EXPLORE THE MATERIAL:
1) In the passage on pharmaceutical manufacturing trends, why does Girish Malhotra consider drugs for orphan and neglected diseases only a short-term boost? Answer in one to three sentences.
2) Rewrite the paragraph of the pharmaceutical manufacturing passage that begins "Girish Malhotra, president, EPCOT International" as a short bulleted list that keeps its main facts.
3) Continue the passage on pharmaceutical manufacturing trends from its final sentence, keeping its subject and tone.

#### SUPPLIED PASSAGE ####

Significantly, continuous processing and QbD will also lead a “paradigm shift at instrument companies” with new models, particularly in spectroscopy, specially created for process monitoring and control. “The instrument companies will cooperate with software vendors to produce a more cohesive operating system(s) that will allow multiple instruments to smoothly work in unison for PAT/QbD applications,” said Emil Ciurczak, president, Doramaxx Consulting. “In many ways this will be similar to the unification of chromatography terms/specifications and the emergence of international standards for dissolution testing.”

Continuous manufacturing (CM), having seen several pharma companies adopt the technology in 2016, is envisaged to enter a new phase of implementation as contract research organizations (CROs) and contract manufacturing organizations (CMOs) adopt it as quickly as large pharma companies. The reasons for this shift are the wider funding environment that is being created for orphan drugs, with foundations (e.g. Clinton Foundation) and smaller patent cohorts meaning development and production is quicker with CM. The shorter turnaround time will also aid CMOs with the larger number of products from client companies. R&D and clinical trials are also being shifted to CROs as larger companies shed sites and personnel.

Girish Malhotra, president, EPCOT International, agreed that drugs for orphan and neglected diseases might give a short-term jump, however affordability will remain a concern for sustained revenue growth. He warns that unless new therapies are created for the global population at affordable prices there will be challenges, as developing marginally better new drugs will not deliver sustained revenue increases in the long term. Instead, he forecasts that the two biggest opportunities for pharma and generic companies will come from the developing economies and process improvements.

“Pharma has to drive innovation from inside and excel in creating efficient drug development, process and technology innovation in manufacturing and the supply chain,” said Mr. Malhotra. “Simplified and innovative processes will produce quality products. Moving away from present practices of quality assurance after the fact can save significant monies.”

#### SOURCE INFORMATION ####

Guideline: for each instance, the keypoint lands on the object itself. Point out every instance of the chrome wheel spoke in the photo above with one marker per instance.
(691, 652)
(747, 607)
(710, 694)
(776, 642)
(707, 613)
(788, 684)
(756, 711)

####

ANSWER SECTION:
1) He expects affordability to remain a concern, so these drugs may give a short-term jump but will not sustain revenue growth. Unless new therapies are created for the global population at affordable prices, there will be challenges, because developing marginally better new drugs will not deliver sustained revenue increases in the long term.

2)
- Girish Malhotra, president of EPCOT International, agrees that drugs for orphan and neglected diseases might give a short-term jump.
- He says affordability will remain a concern for sustained revenue growth.
- He warns of challenges unless new therapies are created for the global population at affordable prices.
- Developing marginally better new drugs will not deliver sustained long-term revenue increases.
- He forecasts that the two biggest opportunities for pharma and generic companies will be developing economies and process improvements.

3)
Gil Roth, president, Pharma and Biopharma Outsourcing Association (PBOA), says it’s too early to make definitive predictions about the effect Trump’s administration will have on the U.S. healthcare and the contract development and manufacturing organization (CDMO) sectors, especially given his recent commitment to bring-down drug prices, which was post election and contains no specific granularity as of yet. However, with a preference for protectionist strategies, a change in tax status for overseas revenues could well trigger a spate of reinvestment in U.S. facilities by big pharma as well as greater domestic merger and acquisition (M&A) activity.

“Some of the President Trump’s statements on immigration could become problematic if they keep high-value scientific personnel from coming to the U.S.,” said Mr. Roth. “His appointment for FDA Commissioner could shape policy there in ways that benefit or hinder pharma and CMOs. Congress’ path to repeal and replace the Affordable Care Act leads through a minefield. It’s all too vague at this point.”

The overall pharma industry is in very good health as we enter 2017 and CPhI’s experts highlight a number of good opportunities that should sustain growth in the near- and medium-term, according to Chris Kilbee, group director pharma, UBM EMEA. “Innovation in our industry is also reaching new levels and technologies that have been in their infancy in recent years look well set to permeate through the supply chain,” he said. “Collaboration, supply chain control and partnering will remain essential to the sector’s health and we expect to welcome wider audiences and newer exhibitors to CPhI events throughout the globe.”

2017 Pharma Trends Highlights
• The Good: Orphan drugs, developing world sales and continuous manufacturing to push on in 2017.
• The Bad: Affordability will remain a concern for sustained revenue growth.
• The Donald: The effect his administration will have on the world’s largest pharma economy and the wider implications for the global manufacturing industry is still unclear.